___ Passage shown

4.2 Before proceeding to answer
the above mentioned questions, we would like to mention the facts that up to
January, 2018 the basic customs duty on the goods falling under CTH 21061000 and
the goods classifiable under CTH 21069099 were charged to same rate of customs
duty i.e. at the rate of 30% in terms of the Notification No.12/2012-CUS dated
17.03.2012. However, vide the Notification No.06/2018-CUS dated 02.02.2018
effective rate of the BCD in resect of the sub heading 210690 was increased to
50%. However, the customs duty rate under CTH 21061000 remained the same at the
rate of 30% till 22.05.2018. Further, vide Notification No.45/2018- CUS dated
23.05.2018 effective rate of the basic customs duty in respect of Customs Tariff
Heading 21061000 was increased to 40%. However, the basic customs duty under sub
heading 210690 still remained it 50% ad valorem. The entire dispute has arisen
only after the difference in the effective rate of the customs duty was created
by the above mentioned customs notification. It is worthy to note as submitted
during hearing of the matter that before January 2018 and thereafter, the
department has accepted the classification of product under import namely Mass
gainer- Food supplement under CTH 21061000. The department is seeking
re-assessment of Bills of entry under CTH 21069099 vide impugned show cause
notice dated 25.01.2023.

______

* Work required *
Answer these questions from the customs duty passage above:
1. At what rate was basic customs duty charged on goods under both CTH 21061000 and CTH 21069099 up to January 2018?
2. To what rate did Notification No.45/2018- CUS dated 23.05.2018 raise the effective basic customs duty for Customs Tariff Heading 21061000?
3. What is the date of the impugned show cause notice?

___ Records supplied

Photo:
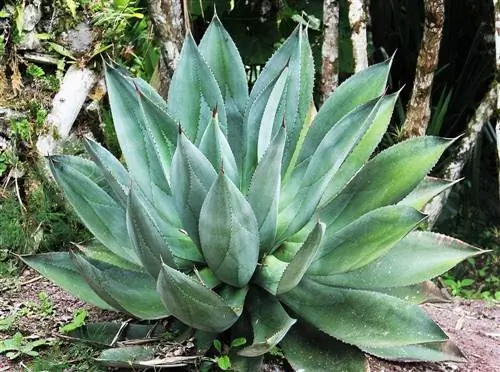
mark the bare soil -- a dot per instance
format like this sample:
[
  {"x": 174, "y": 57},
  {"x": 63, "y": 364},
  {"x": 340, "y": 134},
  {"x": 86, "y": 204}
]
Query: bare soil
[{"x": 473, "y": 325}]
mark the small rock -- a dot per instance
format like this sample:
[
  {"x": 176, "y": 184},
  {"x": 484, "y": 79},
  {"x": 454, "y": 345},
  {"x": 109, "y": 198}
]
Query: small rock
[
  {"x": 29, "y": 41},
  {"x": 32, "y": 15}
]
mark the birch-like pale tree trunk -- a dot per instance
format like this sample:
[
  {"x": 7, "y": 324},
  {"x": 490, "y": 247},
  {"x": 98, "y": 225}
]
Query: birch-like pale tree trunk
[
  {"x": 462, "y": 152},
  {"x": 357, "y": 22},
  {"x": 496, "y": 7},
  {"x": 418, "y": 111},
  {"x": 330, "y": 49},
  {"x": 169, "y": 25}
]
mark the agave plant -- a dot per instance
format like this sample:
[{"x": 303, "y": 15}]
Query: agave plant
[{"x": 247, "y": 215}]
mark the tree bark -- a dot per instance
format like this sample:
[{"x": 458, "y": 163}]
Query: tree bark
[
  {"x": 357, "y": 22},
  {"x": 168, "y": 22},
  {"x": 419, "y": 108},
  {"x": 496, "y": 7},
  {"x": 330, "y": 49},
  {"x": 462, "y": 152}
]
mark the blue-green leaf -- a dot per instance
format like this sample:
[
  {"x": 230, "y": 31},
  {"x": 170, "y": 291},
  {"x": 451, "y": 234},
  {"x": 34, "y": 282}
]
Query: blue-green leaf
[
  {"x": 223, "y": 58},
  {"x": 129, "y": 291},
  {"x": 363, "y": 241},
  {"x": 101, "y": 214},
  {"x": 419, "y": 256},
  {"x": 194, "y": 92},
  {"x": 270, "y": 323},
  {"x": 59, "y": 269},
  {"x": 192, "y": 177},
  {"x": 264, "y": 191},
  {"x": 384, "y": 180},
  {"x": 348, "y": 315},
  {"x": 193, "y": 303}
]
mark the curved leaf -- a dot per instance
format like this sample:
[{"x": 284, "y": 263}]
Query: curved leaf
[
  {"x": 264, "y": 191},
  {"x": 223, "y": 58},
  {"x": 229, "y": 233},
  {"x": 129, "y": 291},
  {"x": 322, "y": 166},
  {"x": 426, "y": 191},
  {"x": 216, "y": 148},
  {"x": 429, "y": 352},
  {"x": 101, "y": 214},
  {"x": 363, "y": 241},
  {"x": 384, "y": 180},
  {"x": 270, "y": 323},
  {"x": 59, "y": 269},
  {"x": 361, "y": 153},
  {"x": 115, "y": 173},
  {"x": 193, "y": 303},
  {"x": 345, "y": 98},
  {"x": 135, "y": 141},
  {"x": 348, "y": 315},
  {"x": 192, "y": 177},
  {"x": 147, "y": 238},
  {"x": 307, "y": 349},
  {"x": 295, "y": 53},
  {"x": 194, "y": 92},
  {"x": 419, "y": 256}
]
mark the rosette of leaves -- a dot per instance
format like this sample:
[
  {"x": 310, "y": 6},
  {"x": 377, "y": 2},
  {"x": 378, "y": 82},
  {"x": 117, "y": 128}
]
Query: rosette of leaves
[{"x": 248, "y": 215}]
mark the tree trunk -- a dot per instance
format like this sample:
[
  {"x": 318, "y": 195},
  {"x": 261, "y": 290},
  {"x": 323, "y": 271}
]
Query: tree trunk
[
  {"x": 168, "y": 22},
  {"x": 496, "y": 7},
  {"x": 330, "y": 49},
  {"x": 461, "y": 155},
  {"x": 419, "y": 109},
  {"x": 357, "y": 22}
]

______
___ Records supplied

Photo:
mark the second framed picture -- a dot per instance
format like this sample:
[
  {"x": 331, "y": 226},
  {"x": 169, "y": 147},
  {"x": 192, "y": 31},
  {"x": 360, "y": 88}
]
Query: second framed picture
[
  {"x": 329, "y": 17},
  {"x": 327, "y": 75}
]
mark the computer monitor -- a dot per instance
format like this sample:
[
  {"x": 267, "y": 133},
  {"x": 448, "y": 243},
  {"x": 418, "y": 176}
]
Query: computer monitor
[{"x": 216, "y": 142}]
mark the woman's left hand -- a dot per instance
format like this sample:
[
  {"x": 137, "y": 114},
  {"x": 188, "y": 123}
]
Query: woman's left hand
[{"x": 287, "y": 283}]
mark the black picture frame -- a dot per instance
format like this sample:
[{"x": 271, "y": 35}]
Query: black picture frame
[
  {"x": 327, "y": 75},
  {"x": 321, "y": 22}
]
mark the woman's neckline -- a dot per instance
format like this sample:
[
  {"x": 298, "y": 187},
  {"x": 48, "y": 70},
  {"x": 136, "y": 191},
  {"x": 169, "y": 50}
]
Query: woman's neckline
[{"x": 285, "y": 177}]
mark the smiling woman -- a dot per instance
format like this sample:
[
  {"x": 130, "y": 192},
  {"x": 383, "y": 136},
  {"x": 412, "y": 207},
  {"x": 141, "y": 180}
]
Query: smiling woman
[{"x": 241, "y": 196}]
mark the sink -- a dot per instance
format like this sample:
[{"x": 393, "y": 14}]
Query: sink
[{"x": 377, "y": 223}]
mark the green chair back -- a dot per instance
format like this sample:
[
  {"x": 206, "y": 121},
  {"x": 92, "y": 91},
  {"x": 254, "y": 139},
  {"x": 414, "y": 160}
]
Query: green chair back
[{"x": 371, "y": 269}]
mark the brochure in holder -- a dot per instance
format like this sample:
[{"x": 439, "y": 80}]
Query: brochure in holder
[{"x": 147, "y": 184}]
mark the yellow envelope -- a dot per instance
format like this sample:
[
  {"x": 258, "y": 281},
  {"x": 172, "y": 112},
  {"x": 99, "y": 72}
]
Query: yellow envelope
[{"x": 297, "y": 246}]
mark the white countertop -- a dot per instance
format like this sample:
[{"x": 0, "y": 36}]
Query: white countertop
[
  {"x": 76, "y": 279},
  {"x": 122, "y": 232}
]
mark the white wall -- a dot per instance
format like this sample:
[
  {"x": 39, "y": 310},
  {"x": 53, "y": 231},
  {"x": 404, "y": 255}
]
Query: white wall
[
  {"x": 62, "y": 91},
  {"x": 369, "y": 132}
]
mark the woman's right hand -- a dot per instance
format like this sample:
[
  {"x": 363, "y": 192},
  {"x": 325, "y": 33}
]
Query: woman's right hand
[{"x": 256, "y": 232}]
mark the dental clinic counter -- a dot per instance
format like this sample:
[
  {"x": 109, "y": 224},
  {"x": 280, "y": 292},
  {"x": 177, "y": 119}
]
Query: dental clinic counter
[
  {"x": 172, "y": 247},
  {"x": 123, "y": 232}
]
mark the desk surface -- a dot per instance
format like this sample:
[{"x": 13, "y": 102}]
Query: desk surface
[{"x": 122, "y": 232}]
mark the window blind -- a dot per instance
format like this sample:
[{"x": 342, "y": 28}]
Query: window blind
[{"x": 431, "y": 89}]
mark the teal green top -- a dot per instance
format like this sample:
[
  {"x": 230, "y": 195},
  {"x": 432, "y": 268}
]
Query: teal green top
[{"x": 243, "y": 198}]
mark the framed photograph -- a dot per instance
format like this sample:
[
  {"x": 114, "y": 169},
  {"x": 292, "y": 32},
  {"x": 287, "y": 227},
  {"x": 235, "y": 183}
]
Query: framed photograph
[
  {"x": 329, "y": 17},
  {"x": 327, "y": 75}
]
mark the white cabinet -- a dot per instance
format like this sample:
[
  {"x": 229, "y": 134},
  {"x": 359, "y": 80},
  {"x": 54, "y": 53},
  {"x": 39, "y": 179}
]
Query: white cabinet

______

* Output *
1. 30%
2. 40%
3. 25.01.2023